→ WRITTEN TASK A: Reproduce the full text about the 2020 Plenary Council word for word.

→ TEXT SHOWN:
By Tony Giglia, Archdiocesan Co-ordinator, Plenary Council
So, what will be discussed at the 2020 Plenary Council? The honest answer to this question is that we do not know.
This is perhaps most unsatisfactory for those who like definitive responses to their questions.
That is, however, just how the Catholic Bishops of Australia have designed the process.
When Archbishop Coleridge went to Rome to put the case on the behalf of the Bishops and for the celebration of the Plenary Council, he was asked what the agenda for the Plenary Council would be.
His response was, that there is no agenda, and that it would come from the voice of the people.
In an age of royal commissions and parliamentary enquiries with their clearly defined but often restricted terms of reference, this seems like an unusual approach to adopt towards an undertaking that has not occurred in Australia since 1937.
From the beginning of the Plenary Council process, we have been encouraged to speak boldly and to listen to one another.
By the end of November 2018, there had been approximately 32, 000 contributions to the Plenary Council listening and dialogue process.
It will come as no surprise, that there have been a wide range of topics contributed.
Some topics relate to Church structures, some to the presence of the Church in the community while others relate to the involvement of people in various church enterprises.
“… we are all going to need courage and humility and trust.”
It is perhaps important to remember that these topics have been contributed largely from people sharing their stories in the listening and dialogue sessions and then lodging their submissions.
One of the topics to emerge is what the priesthood might look like in the future including reference to married priests.
The issue of a greater role for women in positions of leadership and responsibility in the Church has also emerged.

→ SUPPLIED RECORDS:
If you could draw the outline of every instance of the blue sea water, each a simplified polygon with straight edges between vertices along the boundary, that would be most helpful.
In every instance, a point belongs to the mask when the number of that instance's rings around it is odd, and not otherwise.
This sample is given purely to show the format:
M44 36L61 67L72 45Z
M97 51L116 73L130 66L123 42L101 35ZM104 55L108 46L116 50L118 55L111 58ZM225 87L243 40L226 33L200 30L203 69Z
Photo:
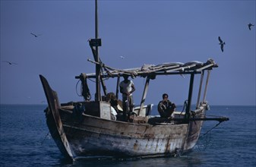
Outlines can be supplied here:
M256 166L256 107L210 107L208 115L229 118L206 121L193 150L177 157L86 159L67 162L47 135L44 105L1 105L0 166ZM156 112L154 114L157 114Z

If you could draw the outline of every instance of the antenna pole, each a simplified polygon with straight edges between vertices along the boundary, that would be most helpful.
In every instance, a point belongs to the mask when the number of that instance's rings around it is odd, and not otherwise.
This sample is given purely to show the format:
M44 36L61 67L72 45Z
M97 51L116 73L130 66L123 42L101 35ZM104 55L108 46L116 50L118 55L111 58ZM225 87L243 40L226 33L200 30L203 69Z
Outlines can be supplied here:
M97 8L97 0L95 0L95 39L98 39L98 8ZM99 60L99 48L98 45L95 46L95 61L100 62ZM96 65L96 96L95 101L100 101L100 65L99 64Z

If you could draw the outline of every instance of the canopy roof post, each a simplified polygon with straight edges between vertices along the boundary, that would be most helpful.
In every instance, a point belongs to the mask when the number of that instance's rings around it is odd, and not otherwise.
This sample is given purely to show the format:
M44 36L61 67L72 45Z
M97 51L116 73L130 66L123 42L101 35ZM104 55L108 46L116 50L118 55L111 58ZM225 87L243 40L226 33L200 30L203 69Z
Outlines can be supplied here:
M203 102L206 102L206 93L207 92L207 87L208 87L210 74L210 71L207 70L207 77L206 83L205 83L204 93L204 99L203 99Z
M186 108L185 118L189 118L190 111L191 107L192 93L193 93L193 84L194 84L194 74L192 73L190 75L190 84L189 84L189 91L188 98L188 106Z
M198 96L197 109L199 108L201 92L202 90L202 84L203 84L203 81L204 81L204 71L202 71L202 73L201 74L201 80L200 80L200 85L199 85L199 90L198 90Z
M145 102L146 96L147 96L147 93L150 80L150 76L147 76L147 80L146 80L143 95L142 95L142 98L141 98L141 108L140 108L140 111L137 113L137 115L140 115L140 114L141 113L143 106L144 106L144 102Z

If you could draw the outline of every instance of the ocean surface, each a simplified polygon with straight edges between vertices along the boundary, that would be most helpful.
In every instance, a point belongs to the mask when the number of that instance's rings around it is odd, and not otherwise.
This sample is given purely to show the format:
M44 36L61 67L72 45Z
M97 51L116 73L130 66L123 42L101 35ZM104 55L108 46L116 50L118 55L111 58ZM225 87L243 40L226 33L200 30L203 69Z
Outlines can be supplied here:
M256 166L255 106L210 106L208 115L226 116L229 121L216 127L218 121L204 122L200 139L189 153L150 159L84 159L73 163L63 158L49 134L46 107L1 105L1 167Z

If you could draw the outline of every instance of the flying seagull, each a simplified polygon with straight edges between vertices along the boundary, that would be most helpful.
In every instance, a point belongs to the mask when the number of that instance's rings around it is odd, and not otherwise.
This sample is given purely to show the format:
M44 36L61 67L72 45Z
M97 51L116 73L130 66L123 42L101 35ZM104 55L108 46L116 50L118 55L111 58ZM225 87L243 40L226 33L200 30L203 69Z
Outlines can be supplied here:
M219 36L219 41L220 41L220 49L221 49L221 51L223 52L224 51L224 45L225 45L225 42L223 42L221 39L220 39L220 36Z
M36 34L34 34L34 33L31 33L31 35L34 36L36 38L37 38L39 36L41 35L41 34L36 35Z
M254 24L249 23L249 24L248 24L248 27L249 28L249 30L251 30L251 26L254 26Z
M2 62L6 62L6 63L9 64L10 65L17 65L17 63L8 61L2 61Z

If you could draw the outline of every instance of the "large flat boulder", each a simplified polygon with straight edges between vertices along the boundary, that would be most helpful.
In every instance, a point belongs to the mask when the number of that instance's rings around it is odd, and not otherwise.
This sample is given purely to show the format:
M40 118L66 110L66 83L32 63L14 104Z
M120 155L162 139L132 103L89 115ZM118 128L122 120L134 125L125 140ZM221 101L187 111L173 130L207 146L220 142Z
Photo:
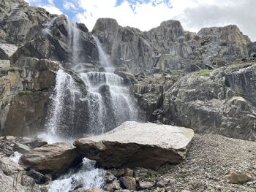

→ WRITTEN TASK B: Rewrite the stretch of the records from the line containing "of the flying" through the line containing "M2 62L6 62L6", replacing "seagull" with "gull" and leaving everything else unchanged. Give only those lines.

→ RIGHT ANSWER A:
By Tony Giglia, Archdiocesan Co-ordinator, Plenary Council
So, what will be discussed at the 2020 Plenary Council? The honest answer to this question is that we do not know.
This is perhaps most unsatisfactory for those who like definitive responses to their questions.
That is, however, just how the Catholic Bishops of Australia have designed the process.
When Archbishop Coleridge went to Rome to put the case on the behalf of the Bishops and for the celebration of the Plenary Council, he was asked what the agenda for the Plenary Council would be.
His response was, that there is no agenda, and that it would come from the voice of the people.
In an age of royal commissions and parliamentary enquiries with their clearly defined but often restricted terms of reference, this seems like an unusual approach to adopt towards an undertaking that has not occurred in Australia since 1937.
From the beginning of the Plenary Council process, we have been encouraged to speak boldly and to listen to one another.
By the end of November 2018, there had been approximately 32, 000 contributions to the Plenary Council listening and dialogue process.
It will come as no surprise, that there have been a wide range of topics contributed.
Some topics relate to Church structures, some to the presence of the Church in the community while others relate to the involvement of people in various church enterprises.
“… we are all going to need courage and humility and trust.”
It is perhaps important to remember that these topics have been contributed largely from people sharing their stories in the listening and dialogue sessions and then lodging their submissions.
One of the topics to emerge is what the priesthood might look like in the future including reference to married priests.
The issue of a greater role for women in positions of leadership and responsibility in the Church has also emerged.

→ RIGHT ANSWER B:
If you could draw the outline of every instance of the flying gull, each a simplified polygon with straight edges between vertices along the boundary, that would be most helpful.
In every instance, a point belongs to the mask when the number of that instance's rings around it is odd, and not otherwise.
This sample is given purely to show the format:
M44 36L61 67L72 45Z
M97 51L116 73L130 66L123 42L101 35ZM104 55L108 46L116 50L118 55L111 58ZM225 87L243 40L226 33L200 30L203 69Z
Outlines can be supplied here:
M219 36L219 41L220 41L220 49L221 49L221 51L223 52L224 51L224 45L225 45L225 42L223 42L221 39L220 39L220 36Z
M36 34L34 34L34 33L31 33L31 35L34 36L36 38L37 38L39 36L41 35L41 34L36 35Z
M254 24L249 23L249 24L248 24L248 27L249 28L249 30L251 30L251 26L254 26Z
M2 62L6 62L6 63L9 64L10 65L17 65L17 63L8 61L2 61Z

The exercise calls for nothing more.